§ WORK REQUEST:
Scan the entries and state how many lines contain "target". Write no other text.
DATA FOR THE TASK: Begin
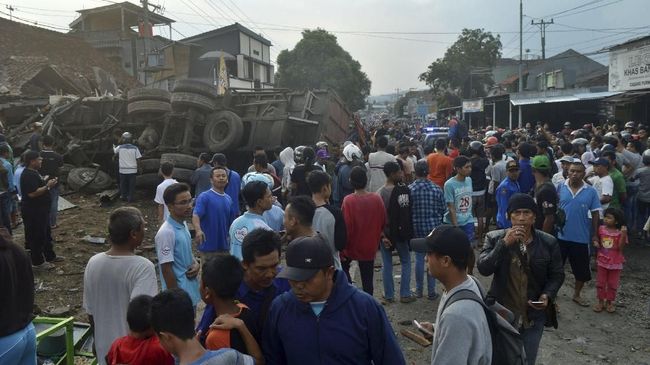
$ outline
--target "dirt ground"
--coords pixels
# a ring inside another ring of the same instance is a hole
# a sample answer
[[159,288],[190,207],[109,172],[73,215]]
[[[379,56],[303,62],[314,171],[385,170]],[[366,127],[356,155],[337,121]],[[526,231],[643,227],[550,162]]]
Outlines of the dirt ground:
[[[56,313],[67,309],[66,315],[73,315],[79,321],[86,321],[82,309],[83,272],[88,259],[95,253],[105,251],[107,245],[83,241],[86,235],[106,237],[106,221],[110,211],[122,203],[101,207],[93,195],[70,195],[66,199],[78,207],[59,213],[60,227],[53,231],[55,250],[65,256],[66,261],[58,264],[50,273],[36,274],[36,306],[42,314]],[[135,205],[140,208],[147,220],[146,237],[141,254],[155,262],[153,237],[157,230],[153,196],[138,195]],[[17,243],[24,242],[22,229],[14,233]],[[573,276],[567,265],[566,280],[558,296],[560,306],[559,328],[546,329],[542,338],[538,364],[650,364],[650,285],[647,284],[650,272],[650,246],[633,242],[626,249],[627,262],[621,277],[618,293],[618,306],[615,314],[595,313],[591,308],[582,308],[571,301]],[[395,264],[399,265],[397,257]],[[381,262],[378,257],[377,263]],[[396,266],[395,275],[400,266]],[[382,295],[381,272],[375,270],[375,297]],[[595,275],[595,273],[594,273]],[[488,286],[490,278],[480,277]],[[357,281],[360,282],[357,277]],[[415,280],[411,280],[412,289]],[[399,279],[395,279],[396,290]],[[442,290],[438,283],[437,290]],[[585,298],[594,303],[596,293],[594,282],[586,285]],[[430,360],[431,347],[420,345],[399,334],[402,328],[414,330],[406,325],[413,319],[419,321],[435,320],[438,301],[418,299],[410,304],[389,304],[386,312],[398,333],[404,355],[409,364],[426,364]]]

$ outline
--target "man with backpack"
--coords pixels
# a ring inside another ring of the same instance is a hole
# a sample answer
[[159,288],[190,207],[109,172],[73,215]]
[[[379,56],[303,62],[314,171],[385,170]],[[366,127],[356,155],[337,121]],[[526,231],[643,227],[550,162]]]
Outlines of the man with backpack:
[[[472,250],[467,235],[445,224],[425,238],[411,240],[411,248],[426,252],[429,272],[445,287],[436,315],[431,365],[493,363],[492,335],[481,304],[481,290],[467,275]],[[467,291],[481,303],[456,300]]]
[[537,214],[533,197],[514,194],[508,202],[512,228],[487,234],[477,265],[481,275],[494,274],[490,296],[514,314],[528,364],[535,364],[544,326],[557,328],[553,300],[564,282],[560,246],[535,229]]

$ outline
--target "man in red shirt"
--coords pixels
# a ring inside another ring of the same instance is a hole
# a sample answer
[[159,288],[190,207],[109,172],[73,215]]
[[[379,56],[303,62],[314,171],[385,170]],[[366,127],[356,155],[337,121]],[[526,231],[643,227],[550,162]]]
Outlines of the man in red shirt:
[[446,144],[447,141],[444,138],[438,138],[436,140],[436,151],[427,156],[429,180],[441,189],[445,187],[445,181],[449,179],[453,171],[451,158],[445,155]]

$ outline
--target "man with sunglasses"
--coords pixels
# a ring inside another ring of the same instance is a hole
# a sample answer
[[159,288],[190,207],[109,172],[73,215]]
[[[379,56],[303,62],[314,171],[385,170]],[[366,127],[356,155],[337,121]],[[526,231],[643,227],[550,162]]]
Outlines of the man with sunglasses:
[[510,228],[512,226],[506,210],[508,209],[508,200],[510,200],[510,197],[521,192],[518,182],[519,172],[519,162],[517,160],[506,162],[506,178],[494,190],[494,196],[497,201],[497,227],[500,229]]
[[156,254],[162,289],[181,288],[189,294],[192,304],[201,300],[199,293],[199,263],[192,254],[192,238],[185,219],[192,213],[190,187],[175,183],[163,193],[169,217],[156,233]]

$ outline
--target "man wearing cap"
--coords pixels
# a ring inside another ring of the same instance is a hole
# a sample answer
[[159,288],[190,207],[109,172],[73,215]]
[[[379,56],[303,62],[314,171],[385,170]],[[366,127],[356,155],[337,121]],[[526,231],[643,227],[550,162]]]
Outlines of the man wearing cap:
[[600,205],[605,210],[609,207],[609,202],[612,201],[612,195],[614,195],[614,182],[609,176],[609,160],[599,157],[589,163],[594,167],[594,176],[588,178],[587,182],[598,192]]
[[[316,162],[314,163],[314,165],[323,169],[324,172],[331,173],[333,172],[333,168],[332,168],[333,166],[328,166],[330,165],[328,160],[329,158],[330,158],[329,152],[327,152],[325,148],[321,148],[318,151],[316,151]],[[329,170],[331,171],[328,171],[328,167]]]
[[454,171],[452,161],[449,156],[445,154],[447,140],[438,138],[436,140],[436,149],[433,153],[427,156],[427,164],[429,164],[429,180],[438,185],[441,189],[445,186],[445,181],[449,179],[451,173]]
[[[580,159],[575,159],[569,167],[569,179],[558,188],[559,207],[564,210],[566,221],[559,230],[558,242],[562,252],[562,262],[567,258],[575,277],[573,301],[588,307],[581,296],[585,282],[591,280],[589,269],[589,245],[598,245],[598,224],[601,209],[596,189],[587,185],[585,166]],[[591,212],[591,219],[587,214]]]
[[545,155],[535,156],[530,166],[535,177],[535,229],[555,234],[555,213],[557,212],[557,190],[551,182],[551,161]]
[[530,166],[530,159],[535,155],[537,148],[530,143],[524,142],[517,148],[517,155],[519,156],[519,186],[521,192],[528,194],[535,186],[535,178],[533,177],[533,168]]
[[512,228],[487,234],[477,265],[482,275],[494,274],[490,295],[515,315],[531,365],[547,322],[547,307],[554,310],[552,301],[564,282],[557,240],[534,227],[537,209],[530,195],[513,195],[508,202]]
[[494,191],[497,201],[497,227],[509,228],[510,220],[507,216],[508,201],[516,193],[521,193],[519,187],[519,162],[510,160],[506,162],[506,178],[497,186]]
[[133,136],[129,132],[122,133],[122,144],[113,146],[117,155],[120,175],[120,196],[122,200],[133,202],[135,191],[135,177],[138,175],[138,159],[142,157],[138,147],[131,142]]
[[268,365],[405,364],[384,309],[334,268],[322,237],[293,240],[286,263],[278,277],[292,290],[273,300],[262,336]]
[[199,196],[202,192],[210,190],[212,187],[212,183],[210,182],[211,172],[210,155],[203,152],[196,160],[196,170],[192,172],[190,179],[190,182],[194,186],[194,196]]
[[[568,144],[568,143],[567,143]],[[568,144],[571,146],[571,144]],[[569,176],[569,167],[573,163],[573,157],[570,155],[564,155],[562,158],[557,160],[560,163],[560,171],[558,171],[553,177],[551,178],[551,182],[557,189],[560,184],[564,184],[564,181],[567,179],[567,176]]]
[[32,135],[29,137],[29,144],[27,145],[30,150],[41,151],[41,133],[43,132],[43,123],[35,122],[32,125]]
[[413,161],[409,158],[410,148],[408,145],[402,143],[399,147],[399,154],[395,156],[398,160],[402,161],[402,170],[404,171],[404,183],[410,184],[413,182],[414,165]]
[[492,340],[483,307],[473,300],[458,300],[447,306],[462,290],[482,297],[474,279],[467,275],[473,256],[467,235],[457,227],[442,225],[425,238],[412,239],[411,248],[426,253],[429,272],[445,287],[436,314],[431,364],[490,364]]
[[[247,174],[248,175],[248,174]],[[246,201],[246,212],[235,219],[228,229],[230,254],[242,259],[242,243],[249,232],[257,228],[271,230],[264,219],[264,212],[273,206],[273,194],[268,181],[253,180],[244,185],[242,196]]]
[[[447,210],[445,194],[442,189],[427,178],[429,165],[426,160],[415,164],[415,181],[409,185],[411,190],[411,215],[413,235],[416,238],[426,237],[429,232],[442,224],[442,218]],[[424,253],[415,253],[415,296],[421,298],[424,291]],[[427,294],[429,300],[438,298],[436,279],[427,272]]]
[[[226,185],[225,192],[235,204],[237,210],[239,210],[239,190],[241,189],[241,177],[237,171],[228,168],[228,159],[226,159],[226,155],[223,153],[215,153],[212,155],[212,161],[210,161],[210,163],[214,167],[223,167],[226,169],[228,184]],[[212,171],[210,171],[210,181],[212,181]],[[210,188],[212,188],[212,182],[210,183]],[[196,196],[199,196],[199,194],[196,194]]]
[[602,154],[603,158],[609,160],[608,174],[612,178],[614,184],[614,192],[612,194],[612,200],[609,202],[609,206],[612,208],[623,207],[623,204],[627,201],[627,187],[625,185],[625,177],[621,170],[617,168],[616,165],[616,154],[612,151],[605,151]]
DATA FOR THE TASK: End
§ ANSWER AREA:
5